====== Extracted entries
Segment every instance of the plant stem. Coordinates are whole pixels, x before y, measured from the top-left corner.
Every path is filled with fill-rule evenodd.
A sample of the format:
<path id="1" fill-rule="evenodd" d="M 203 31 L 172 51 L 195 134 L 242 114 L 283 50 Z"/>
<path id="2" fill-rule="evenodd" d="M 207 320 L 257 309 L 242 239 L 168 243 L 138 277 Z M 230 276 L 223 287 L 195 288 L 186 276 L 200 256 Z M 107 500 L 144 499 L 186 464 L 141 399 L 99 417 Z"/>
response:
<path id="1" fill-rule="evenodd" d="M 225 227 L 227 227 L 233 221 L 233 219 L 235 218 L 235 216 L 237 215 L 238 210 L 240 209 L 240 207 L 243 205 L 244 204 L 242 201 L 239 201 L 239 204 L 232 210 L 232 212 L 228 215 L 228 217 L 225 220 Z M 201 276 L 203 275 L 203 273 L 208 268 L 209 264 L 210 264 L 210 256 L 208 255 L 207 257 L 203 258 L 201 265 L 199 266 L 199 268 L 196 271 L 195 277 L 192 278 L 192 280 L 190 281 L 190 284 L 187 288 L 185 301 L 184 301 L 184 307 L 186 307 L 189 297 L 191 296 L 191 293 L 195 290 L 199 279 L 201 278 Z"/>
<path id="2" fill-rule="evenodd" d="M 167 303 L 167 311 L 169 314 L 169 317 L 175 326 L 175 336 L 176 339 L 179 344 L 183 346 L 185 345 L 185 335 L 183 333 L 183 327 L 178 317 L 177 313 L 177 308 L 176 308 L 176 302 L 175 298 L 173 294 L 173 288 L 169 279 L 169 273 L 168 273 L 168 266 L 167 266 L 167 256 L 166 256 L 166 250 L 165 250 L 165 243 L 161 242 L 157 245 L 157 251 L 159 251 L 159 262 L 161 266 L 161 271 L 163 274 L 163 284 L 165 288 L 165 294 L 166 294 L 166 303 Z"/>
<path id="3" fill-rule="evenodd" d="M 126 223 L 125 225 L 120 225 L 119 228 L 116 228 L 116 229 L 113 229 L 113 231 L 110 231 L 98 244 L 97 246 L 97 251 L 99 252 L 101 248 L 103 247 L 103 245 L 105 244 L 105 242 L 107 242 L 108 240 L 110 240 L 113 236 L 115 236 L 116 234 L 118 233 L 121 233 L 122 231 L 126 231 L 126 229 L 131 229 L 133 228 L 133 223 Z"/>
============
What you have to do: Transcribe all the entries, keeping each one exactly as it is.

Task response:
Segment every instance of the plant stem. Coordinates are whole pixels, x before y, measured from the top-left corner.
Every path is filled with fill-rule evenodd.
A sample of the format:
<path id="1" fill-rule="evenodd" d="M 203 31 L 172 51 L 195 134 L 242 114 L 283 50 Z"/>
<path id="2" fill-rule="evenodd" d="M 207 320 L 257 309 L 242 239 L 168 243 L 138 277 Z M 230 276 L 223 287 L 195 288 L 186 276 L 200 256 Z M 107 500 L 144 499 L 186 464 L 141 399 L 99 417 Z"/>
response:
<path id="1" fill-rule="evenodd" d="M 225 227 L 227 227 L 233 221 L 233 219 L 235 218 L 235 216 L 237 215 L 238 210 L 240 209 L 240 207 L 243 205 L 244 204 L 242 201 L 239 201 L 239 204 L 232 210 L 232 212 L 228 215 L 228 217 L 225 220 Z M 201 276 L 203 275 L 203 273 L 208 268 L 209 264 L 210 264 L 210 256 L 208 255 L 207 257 L 203 258 L 201 265 L 199 266 L 199 268 L 196 271 L 195 277 L 192 278 L 192 280 L 190 281 L 190 284 L 187 288 L 185 301 L 184 301 L 184 307 L 186 307 L 189 297 L 191 296 L 191 293 L 195 290 L 199 279 L 201 278 Z"/>
<path id="2" fill-rule="evenodd" d="M 167 303 L 167 311 L 169 314 L 169 317 L 175 326 L 175 336 L 176 339 L 179 344 L 183 346 L 185 345 L 185 335 L 183 333 L 183 327 L 178 317 L 177 313 L 177 308 L 176 308 L 176 302 L 175 298 L 173 294 L 173 288 L 169 279 L 169 273 L 168 273 L 168 266 L 167 266 L 167 256 L 166 256 L 166 250 L 165 250 L 165 243 L 161 242 L 157 245 L 157 251 L 159 251 L 159 262 L 161 266 L 161 271 L 163 274 L 163 284 L 165 288 L 165 294 L 166 294 L 166 303 Z"/>
<path id="3" fill-rule="evenodd" d="M 126 223 L 125 225 L 120 225 L 119 228 L 116 228 L 116 229 L 113 229 L 113 231 L 110 231 L 98 244 L 97 246 L 97 251 L 99 252 L 101 248 L 103 247 L 103 245 L 105 244 L 105 242 L 107 242 L 108 240 L 110 240 L 113 236 L 115 236 L 116 234 L 118 233 L 121 233 L 122 231 L 126 231 L 126 229 L 131 229 L 133 228 L 133 223 Z"/>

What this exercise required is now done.